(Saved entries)
◇ ◇ ◇ ◇ ◇ ◇ ◇

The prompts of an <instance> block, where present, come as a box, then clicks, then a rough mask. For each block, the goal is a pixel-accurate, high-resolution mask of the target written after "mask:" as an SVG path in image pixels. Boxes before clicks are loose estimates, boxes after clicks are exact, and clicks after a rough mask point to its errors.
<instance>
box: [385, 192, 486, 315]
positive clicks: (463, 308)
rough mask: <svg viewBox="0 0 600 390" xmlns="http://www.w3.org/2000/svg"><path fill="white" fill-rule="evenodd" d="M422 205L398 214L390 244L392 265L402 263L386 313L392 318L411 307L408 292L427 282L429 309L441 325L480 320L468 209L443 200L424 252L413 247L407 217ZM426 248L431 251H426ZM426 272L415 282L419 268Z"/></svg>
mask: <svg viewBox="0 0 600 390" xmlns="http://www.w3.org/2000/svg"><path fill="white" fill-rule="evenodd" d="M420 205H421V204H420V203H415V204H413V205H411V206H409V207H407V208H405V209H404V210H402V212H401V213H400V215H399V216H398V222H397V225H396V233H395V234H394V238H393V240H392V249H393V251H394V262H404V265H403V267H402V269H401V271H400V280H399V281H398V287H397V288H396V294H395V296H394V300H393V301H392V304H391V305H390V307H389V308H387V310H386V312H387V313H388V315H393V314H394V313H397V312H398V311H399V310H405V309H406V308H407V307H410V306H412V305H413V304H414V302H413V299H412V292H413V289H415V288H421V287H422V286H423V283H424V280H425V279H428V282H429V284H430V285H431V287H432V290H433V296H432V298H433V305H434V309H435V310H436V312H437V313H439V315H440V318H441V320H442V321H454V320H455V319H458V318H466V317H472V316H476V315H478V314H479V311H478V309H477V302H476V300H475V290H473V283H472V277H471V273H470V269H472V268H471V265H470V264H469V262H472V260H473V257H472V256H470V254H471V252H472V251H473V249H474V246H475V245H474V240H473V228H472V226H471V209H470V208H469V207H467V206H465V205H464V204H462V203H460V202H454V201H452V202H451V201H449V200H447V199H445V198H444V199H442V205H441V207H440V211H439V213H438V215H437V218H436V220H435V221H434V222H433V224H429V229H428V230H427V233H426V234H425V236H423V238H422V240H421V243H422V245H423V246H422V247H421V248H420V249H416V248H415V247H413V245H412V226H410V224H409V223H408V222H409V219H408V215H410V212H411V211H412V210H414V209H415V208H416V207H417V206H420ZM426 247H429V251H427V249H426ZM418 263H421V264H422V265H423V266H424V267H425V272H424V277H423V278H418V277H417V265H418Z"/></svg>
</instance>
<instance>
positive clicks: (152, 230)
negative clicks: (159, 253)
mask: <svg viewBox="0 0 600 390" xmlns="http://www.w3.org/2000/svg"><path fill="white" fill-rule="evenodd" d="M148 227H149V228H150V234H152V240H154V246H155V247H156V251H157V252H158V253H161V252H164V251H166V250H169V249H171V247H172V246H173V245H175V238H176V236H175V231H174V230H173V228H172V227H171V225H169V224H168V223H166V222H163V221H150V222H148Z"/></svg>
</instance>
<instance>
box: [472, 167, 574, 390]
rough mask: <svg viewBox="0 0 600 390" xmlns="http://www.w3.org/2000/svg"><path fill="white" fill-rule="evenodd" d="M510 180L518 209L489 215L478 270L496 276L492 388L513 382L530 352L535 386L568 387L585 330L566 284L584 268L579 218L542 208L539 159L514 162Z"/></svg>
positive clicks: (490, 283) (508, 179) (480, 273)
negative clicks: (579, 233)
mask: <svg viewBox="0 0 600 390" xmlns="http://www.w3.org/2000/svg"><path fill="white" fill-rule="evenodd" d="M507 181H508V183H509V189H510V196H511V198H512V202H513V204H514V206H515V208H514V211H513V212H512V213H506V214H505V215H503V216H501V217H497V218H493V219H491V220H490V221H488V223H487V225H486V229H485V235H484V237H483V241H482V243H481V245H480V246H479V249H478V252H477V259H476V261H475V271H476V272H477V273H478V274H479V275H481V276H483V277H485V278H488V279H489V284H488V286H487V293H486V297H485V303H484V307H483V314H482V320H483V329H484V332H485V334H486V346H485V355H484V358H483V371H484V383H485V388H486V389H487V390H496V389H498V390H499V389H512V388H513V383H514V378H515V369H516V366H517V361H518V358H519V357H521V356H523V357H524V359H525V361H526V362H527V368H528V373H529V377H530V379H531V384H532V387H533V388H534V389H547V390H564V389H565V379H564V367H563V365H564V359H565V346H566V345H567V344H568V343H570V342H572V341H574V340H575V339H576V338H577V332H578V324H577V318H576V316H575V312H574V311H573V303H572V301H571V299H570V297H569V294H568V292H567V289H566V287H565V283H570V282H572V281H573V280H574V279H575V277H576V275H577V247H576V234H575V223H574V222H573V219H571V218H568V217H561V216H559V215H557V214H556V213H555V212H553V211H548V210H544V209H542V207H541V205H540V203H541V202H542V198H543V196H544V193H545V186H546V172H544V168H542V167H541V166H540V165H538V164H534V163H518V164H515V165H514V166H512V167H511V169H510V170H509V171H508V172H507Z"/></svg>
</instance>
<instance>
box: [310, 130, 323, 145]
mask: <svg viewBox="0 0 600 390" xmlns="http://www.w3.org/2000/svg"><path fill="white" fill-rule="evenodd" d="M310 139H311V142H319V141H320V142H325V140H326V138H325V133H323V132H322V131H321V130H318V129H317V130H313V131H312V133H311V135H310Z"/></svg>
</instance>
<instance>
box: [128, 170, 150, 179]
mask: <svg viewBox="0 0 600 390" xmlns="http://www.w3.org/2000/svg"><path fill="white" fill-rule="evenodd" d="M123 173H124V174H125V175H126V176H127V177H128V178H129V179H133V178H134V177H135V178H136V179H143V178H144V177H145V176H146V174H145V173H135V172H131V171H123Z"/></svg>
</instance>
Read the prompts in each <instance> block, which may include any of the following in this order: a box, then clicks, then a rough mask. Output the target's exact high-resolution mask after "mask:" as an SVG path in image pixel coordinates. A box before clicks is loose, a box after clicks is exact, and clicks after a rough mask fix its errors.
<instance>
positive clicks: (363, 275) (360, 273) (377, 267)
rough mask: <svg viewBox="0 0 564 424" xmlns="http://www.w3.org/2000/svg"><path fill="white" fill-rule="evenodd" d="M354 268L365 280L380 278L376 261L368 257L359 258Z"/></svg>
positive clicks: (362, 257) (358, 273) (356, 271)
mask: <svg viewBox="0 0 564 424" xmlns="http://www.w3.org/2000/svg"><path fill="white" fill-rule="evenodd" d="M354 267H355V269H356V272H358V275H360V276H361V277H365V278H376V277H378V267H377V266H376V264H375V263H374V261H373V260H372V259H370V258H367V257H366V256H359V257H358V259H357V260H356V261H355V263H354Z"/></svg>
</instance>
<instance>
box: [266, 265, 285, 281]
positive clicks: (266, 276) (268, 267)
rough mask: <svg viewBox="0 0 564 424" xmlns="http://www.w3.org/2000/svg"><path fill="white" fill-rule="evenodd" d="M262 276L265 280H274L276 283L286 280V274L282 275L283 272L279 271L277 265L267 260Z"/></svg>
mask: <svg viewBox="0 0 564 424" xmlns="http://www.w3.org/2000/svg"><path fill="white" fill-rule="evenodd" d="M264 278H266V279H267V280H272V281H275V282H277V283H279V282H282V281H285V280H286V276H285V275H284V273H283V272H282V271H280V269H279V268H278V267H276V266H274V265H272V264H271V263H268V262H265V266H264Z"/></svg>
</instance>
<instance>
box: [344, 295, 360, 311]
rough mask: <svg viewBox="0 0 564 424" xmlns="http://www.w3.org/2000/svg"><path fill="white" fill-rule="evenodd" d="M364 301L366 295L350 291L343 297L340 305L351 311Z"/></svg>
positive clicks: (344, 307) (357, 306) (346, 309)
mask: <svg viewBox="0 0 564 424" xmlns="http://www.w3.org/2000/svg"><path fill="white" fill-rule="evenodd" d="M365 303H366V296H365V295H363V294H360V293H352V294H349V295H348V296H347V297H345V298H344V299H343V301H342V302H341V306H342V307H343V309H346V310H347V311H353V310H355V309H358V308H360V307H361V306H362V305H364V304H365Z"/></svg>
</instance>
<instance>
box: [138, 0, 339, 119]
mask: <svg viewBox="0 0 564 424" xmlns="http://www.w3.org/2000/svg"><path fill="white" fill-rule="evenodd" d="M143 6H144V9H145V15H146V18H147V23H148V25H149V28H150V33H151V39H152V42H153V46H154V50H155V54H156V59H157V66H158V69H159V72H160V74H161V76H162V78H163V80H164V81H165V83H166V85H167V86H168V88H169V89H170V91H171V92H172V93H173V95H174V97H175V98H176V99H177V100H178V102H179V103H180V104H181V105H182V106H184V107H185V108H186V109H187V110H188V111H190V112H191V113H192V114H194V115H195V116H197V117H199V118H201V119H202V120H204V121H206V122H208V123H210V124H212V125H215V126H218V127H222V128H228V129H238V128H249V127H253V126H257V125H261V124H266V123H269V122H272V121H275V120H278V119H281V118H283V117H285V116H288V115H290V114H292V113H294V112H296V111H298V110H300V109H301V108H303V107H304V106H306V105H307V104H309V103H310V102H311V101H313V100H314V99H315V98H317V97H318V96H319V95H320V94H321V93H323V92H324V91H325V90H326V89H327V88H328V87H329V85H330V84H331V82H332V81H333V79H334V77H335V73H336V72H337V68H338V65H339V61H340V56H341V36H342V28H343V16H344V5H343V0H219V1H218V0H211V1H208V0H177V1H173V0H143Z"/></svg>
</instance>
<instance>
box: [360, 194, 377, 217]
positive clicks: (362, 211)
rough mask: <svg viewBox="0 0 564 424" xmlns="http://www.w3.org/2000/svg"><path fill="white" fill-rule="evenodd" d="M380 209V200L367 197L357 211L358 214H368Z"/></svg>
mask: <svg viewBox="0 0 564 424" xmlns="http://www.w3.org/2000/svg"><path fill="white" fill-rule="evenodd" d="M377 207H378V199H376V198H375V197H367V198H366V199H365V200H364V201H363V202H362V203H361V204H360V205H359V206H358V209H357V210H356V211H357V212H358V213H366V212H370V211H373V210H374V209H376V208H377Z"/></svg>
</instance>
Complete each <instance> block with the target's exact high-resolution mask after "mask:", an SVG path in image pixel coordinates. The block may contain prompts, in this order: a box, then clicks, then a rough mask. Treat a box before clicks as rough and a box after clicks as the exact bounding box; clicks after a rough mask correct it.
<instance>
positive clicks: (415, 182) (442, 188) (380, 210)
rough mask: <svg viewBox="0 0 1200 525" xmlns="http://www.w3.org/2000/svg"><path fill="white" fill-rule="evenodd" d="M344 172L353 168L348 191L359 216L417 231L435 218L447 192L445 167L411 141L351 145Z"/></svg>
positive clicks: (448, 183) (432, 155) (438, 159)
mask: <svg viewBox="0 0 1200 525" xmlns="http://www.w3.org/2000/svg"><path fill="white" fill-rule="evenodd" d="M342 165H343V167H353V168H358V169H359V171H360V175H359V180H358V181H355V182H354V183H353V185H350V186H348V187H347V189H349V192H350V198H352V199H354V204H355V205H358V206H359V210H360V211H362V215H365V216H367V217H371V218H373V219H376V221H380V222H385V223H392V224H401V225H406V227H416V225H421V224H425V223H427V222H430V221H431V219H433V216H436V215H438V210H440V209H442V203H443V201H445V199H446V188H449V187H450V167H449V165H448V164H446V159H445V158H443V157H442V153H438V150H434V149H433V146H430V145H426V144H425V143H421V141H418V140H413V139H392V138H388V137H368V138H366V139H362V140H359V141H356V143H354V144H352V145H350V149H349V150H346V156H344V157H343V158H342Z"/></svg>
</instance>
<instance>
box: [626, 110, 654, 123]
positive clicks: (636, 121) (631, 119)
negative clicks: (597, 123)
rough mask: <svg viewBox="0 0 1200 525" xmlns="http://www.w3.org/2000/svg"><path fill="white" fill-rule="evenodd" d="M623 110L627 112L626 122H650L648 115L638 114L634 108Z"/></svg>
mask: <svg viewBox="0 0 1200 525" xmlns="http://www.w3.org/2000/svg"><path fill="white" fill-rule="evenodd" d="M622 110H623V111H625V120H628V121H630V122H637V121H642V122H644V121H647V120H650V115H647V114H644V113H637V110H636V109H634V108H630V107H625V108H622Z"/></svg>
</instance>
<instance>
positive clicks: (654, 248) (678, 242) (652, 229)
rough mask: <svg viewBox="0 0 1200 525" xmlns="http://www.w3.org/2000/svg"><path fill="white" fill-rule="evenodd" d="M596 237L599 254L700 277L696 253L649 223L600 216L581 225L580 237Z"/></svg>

◇ ◇ ◇ ◇ ◇ ◇ ◇

Problem statement:
Copy out the saved entries from their first line down to and including the line that contains "205L398 214L390 244L392", then stop.

Answer space:
The prompts of an <instance> block, where present, come as a box, then clicks, then a rough mask. For each block, the goal is a pixel-accurate, high-resolution mask of the target written after "mask:" as an SVG path in image pixels. Boxes before clicks are loose estimates, boxes after clicks are exact, and clicks after a rough mask point to its errors.
<instance>
box: [385, 192, 486, 315]
positive clicks: (463, 308)
rough mask: <svg viewBox="0 0 600 390" xmlns="http://www.w3.org/2000/svg"><path fill="white" fill-rule="evenodd" d="M422 205L398 214L390 244L392 265L402 263L386 313L392 318L411 307L408 292L427 282L429 309L441 325L480 320L468 209L443 200L424 252L413 247L407 217ZM426 248L431 251H426ZM426 272L415 282L419 268Z"/></svg>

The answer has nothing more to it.